**GOAL OF THE EXERCISE**
Please transcribe every record below exactly as it appears.

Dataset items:
- - -
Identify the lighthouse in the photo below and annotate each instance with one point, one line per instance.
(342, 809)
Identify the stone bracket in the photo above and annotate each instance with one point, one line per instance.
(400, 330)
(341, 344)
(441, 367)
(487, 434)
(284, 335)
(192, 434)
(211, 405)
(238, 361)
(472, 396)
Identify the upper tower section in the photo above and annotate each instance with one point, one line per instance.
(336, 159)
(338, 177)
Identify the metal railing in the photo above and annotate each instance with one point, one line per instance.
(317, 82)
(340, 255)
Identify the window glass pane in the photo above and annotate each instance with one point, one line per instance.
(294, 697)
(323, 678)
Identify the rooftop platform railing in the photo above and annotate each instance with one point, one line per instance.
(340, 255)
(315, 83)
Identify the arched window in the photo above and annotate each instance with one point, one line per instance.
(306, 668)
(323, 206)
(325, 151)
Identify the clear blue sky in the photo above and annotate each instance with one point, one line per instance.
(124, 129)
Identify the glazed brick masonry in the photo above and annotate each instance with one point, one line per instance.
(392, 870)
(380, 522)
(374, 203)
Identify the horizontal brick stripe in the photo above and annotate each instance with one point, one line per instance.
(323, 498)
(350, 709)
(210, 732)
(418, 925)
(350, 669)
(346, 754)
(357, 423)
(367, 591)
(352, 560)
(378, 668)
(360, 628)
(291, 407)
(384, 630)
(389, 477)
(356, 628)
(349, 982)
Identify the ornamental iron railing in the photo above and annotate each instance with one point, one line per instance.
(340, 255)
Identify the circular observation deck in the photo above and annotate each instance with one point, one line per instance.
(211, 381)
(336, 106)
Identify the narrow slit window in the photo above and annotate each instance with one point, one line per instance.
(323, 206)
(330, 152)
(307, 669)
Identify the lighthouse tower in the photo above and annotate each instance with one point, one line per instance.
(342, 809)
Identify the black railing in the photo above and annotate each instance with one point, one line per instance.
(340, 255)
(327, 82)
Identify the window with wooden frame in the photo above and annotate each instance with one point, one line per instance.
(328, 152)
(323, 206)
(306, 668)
- - -
**OUTPUT FOR THIS TASK**
Identify the lighthouse in the photo below and annotate each instance with one point, one line per instance.
(342, 809)
Identify the stone bracket in the photo above and annotate each instance with one point, one line per instance.
(400, 330)
(341, 344)
(441, 367)
(487, 434)
(284, 335)
(192, 434)
(211, 405)
(238, 361)
(472, 396)
Identify the upper tower section in the photo above and annotate each instance with one point, one line per instance.
(336, 159)
(338, 177)
Identify the metal railing in the photo above and annotate each instance with one point, one line per instance.
(317, 82)
(340, 255)
Identify the window glass pane in the photo above and annotate each instance with one point, one line per instance.
(294, 697)
(323, 678)
Identify the rooftop platform railing in the photo above and annotate each instance with one point, one line per instance.
(340, 255)
(315, 83)
Identify the arched window in the photo above and annotate each instance with one point, one line per instance.
(306, 668)
(323, 206)
(325, 151)
Identify the clear blue sky in the photo above and annotate each instance with one point, one line per instance.
(124, 129)
Identify the glazed brick masonry in the photo above and annotate each instance with one point, one line per instance.
(392, 870)
(380, 522)
(374, 203)
Identify the horizontal brick stripe in the photo above and annotate each instance with one point, one line per instance.
(323, 498)
(350, 709)
(210, 732)
(418, 925)
(350, 669)
(346, 754)
(357, 423)
(367, 591)
(352, 560)
(378, 668)
(360, 628)
(291, 407)
(384, 630)
(389, 477)
(356, 628)
(349, 982)
Identify the ornamental iron railing in the photo above and annotate each instance with one point, one line per instance.
(340, 255)
Identify the circular observation deck in the photo above and annotate each instance with one point, one line per instance.
(211, 381)
(336, 106)
Identify the narrow slit window in the photo above and annotate each instance with one point, one line per instance.
(323, 206)
(330, 152)
(307, 669)
Identify the lighthouse tower in the photo above and annotate each instance with one point, one line per instance.
(342, 809)
Identify the black railing in the photo above and annotate each instance with one point, one line per instance.
(340, 255)
(327, 82)
Identify the window with wooden frame in the photo above and annotate each instance with one point, one line per instance.
(328, 152)
(323, 206)
(306, 668)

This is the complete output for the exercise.